New methods for Eclipse 3.1:
• Path.fromPortableString. A factory method for producing an IPath given a platform-neutral encoding of a string. This is the inverse of the IPath.toPortableString method. In particular, double colons will be interpreted as single colon characters in segment names, and the first single colon (if any) will be treated as the device separator.
• toPortableString. A method for producing a platform-neutral encoding of a path as a string, suitable for storing in files that need to be platform-neutral. This encoding will escape literal colons in path segments using a double colon.
• Path.fromOSString. A factory method for producing an IPath given a platform-specific encoding of a string. This is the inverse of the IPath.toOSString method. On Windows the colon character is treated as the device separator, and both varieties of slash are treated as segment separators.

### What do we do with the Path(String) constructor?

This proposal introduces two factory methods that clearly distinguish platform-neutral and platform-specific encodings of paths. The difficult question is what to do with old single argument Path constructor. The two options are:

1. Leave the implementation of this constructor unchanged, but deprecate it. The advantage of this solution is that it does not break the API contract spelled out in the current Path constructor, which explicitly states how it handles ':' and '\' characters. The disadvantage is that this will require all callers of the existing Path constructors to migrate to one of the two path factory methods, depending on the origin of the path string being used. Clients that do not migrate to the new factory methods risk errors introduced when trying to construct IPath instances corresponding to file system paths that were previously treated as invalid. For example, the resources plugin would allow introduction of resources with the ':' and '\' characters. Other plugins trying to create a path corresponding to those resources using the old constructors will fail. Experiments with this solution showed that plug-ins that failed to migrate to the new factory method were broken due to the unexpected introduction of previously invalid paths. This presents a bleak picture for backwards-compatibility, regardless of the fact that no API contracts are broken.
+++
- **WORK TO COMPLETE**
1. Answer these questions from the Eclipse 3.1 path notes:
(a) What does toPortableString use to escape literal colons in path segments?
(b) On Windows, which character does Path.fromOSString treat as the device separator?
(c) Which plugin would allow the introduction of resources with the ':' and '\' characters?
2. Reproduce the Eclipse 3.1 path notes from "New methods for" up to and including "the device separator.".

- **DATA LINES**
+++
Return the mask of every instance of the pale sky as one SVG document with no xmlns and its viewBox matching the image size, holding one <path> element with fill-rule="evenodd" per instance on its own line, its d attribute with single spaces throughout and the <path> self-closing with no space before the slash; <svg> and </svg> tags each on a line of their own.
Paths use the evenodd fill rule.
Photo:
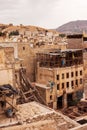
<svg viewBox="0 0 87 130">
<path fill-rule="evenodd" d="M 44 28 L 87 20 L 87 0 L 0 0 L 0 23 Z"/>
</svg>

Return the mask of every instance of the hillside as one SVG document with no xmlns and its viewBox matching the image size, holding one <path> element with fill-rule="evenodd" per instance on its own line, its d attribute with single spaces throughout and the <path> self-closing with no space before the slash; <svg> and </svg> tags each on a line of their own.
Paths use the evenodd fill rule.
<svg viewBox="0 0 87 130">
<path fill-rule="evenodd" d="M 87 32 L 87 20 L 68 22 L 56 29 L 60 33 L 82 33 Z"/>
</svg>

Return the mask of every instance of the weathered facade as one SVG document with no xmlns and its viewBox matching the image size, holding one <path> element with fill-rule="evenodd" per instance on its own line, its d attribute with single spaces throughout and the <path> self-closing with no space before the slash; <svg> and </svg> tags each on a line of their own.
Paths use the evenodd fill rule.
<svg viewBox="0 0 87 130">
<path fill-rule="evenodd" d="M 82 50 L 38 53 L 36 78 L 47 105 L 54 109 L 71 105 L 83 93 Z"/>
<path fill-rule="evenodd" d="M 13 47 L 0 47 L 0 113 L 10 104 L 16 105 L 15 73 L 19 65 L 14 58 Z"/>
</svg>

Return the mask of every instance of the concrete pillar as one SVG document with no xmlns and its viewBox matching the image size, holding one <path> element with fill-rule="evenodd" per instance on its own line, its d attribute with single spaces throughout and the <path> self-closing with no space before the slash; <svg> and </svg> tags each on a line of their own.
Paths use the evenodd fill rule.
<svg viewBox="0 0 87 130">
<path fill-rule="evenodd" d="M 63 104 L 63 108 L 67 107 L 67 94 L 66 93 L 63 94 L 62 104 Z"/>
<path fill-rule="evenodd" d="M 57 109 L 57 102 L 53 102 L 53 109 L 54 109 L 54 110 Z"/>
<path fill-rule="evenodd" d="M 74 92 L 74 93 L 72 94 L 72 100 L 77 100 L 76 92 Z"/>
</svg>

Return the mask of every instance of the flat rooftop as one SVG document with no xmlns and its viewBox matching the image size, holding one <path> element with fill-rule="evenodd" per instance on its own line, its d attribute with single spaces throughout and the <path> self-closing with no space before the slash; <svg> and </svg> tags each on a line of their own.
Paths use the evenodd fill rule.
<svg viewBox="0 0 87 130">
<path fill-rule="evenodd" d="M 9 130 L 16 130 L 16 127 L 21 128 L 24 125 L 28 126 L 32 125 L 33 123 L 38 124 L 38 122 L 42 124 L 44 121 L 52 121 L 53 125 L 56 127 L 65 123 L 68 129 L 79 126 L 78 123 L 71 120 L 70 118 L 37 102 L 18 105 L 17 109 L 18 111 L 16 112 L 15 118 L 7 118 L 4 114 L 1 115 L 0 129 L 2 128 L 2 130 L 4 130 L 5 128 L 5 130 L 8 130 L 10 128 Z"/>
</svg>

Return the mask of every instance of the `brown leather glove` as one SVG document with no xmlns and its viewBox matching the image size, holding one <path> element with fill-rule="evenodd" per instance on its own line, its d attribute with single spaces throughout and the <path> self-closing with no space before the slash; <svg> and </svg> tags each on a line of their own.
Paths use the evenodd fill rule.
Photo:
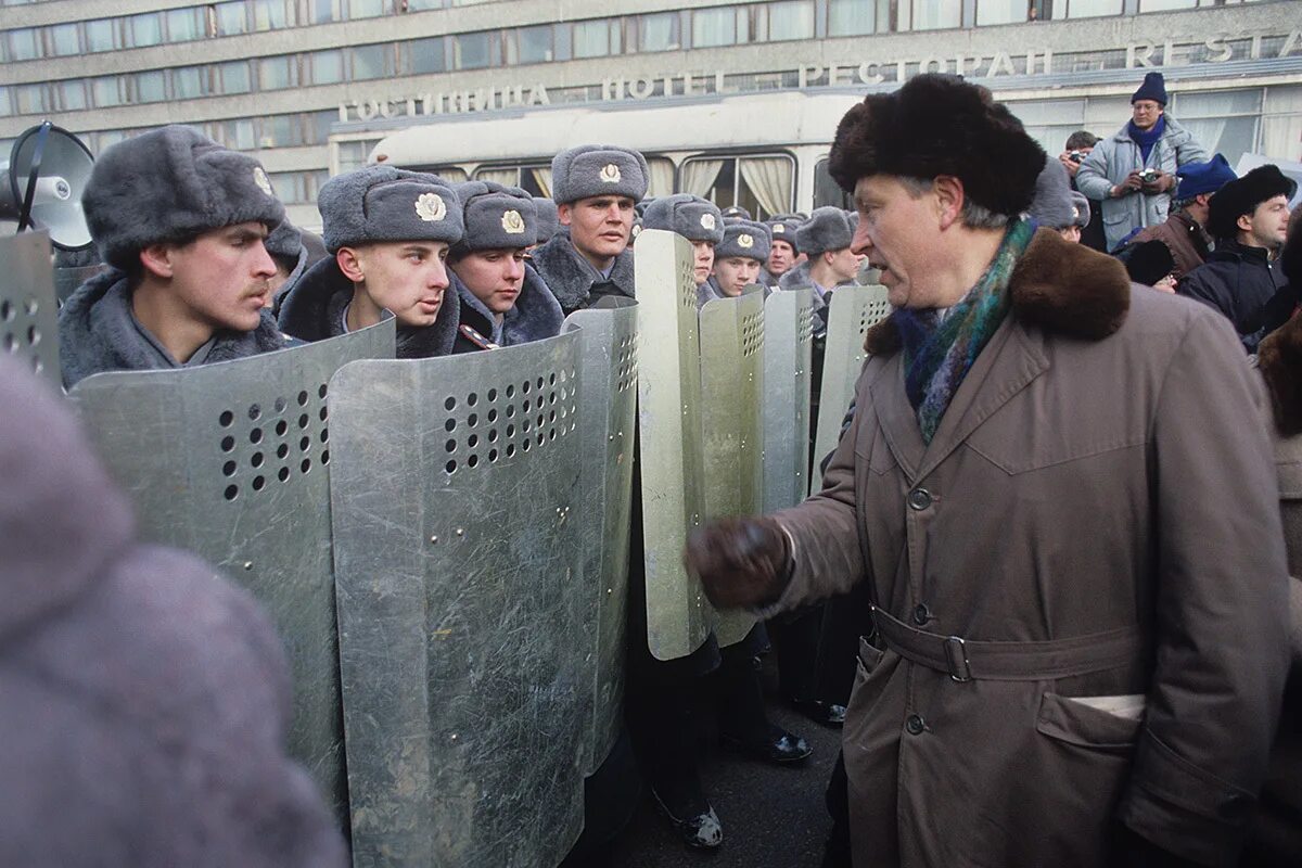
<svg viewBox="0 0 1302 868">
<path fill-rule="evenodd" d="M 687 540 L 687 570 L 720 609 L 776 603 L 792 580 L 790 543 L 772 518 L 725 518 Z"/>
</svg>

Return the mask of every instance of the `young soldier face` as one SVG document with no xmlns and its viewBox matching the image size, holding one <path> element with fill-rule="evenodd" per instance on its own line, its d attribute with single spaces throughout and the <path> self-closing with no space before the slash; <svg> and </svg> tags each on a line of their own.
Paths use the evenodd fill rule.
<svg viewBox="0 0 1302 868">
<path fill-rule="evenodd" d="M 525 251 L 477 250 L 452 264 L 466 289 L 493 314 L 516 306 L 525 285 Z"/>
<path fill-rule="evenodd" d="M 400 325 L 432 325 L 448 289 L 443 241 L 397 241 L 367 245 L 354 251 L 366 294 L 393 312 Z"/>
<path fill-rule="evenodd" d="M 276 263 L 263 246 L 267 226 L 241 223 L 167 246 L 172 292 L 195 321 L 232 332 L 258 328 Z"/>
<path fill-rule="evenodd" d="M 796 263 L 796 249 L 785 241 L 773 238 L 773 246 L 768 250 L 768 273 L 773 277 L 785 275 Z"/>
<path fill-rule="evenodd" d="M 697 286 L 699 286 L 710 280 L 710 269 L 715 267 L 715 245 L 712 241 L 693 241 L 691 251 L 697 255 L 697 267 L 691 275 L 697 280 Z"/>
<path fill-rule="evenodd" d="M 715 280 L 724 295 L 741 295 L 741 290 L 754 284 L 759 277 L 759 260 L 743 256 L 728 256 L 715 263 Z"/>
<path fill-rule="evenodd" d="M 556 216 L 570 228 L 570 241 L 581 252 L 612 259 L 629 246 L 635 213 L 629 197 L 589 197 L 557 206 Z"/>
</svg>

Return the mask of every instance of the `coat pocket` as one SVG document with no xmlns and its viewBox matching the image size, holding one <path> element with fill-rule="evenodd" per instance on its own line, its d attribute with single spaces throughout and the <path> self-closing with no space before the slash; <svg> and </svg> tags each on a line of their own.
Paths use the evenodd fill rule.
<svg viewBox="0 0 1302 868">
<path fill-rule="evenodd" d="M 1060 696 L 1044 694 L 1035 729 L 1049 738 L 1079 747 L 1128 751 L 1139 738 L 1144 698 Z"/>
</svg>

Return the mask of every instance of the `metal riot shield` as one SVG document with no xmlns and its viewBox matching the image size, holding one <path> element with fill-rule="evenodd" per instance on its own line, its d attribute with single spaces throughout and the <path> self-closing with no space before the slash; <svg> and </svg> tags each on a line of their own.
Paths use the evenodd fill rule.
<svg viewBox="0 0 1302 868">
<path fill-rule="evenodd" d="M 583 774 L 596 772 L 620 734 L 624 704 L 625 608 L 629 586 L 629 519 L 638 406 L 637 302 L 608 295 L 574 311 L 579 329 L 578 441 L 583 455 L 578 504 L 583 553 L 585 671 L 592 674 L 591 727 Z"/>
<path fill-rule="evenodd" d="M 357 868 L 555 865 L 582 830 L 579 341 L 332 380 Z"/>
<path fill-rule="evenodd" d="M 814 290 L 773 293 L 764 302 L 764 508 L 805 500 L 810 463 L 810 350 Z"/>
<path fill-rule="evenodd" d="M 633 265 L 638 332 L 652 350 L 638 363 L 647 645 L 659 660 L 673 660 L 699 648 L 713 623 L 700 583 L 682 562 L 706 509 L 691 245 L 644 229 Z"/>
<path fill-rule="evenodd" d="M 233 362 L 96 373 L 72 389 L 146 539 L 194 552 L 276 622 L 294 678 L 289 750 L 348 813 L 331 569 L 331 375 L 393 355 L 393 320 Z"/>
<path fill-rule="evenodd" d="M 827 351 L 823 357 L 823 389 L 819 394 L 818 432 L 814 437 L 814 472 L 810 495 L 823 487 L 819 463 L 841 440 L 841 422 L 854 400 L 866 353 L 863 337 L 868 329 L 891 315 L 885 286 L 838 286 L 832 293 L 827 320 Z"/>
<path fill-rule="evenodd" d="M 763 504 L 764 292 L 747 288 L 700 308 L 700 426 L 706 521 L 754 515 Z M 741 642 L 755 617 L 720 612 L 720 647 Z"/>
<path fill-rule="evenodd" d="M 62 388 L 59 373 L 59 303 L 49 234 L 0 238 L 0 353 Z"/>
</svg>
+++
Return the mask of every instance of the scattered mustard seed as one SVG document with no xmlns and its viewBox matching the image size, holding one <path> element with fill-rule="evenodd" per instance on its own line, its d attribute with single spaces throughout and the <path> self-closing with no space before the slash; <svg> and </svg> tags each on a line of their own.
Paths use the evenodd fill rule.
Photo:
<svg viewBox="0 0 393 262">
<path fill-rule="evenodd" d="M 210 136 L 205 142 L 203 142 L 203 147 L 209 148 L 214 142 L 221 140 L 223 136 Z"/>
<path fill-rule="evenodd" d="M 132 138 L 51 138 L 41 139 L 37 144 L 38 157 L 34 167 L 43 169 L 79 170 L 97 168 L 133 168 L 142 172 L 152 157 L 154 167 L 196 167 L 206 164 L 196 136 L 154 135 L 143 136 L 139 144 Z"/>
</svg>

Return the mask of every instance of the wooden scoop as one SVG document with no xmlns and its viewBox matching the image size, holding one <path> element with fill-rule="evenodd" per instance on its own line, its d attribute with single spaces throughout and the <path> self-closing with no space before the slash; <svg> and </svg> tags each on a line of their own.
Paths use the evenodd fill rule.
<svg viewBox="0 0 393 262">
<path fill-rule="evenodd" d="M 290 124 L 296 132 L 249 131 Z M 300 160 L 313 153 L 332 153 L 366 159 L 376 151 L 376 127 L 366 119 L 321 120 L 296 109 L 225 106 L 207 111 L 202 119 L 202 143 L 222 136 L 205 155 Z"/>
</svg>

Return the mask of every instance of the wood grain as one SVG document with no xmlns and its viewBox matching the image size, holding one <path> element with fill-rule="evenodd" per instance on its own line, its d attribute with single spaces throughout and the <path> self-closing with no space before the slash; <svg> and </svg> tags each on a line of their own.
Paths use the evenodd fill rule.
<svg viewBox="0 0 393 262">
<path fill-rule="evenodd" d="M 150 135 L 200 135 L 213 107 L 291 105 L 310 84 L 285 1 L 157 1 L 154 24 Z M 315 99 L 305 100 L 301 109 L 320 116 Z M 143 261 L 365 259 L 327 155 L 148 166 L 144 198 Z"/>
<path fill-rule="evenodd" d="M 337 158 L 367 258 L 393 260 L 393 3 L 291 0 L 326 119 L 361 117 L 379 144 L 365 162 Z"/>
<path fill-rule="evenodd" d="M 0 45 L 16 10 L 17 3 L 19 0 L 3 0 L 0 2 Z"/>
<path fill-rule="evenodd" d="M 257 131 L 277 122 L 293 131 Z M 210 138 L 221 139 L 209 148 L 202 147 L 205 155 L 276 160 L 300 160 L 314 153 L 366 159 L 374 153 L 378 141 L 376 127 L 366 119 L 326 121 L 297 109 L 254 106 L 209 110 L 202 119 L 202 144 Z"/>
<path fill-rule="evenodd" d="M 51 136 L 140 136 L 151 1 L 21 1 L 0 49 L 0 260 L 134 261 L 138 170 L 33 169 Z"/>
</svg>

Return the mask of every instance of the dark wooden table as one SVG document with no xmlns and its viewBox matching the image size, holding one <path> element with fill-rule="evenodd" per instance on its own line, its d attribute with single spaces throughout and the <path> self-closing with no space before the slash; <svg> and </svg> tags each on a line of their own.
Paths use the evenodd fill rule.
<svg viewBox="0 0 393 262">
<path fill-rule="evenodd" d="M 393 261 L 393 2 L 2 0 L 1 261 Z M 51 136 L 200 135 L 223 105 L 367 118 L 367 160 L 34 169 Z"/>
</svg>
+++
- **RESULTS FOR EACH TASK**
1.
(a) A double colon.
(b) The colon character.
(c) The resources plugin.

2.
New methods for Eclipse 3.1:
• Path.fromPortableString. A factory method for producing an IPath given a platform-neutral encoding of a string. This is the inverse of the IPath.toPortableString method. In particular, double colons will be interpreted as single colon characters in segment names, and the first single colon (if any) will be treated as the device separator.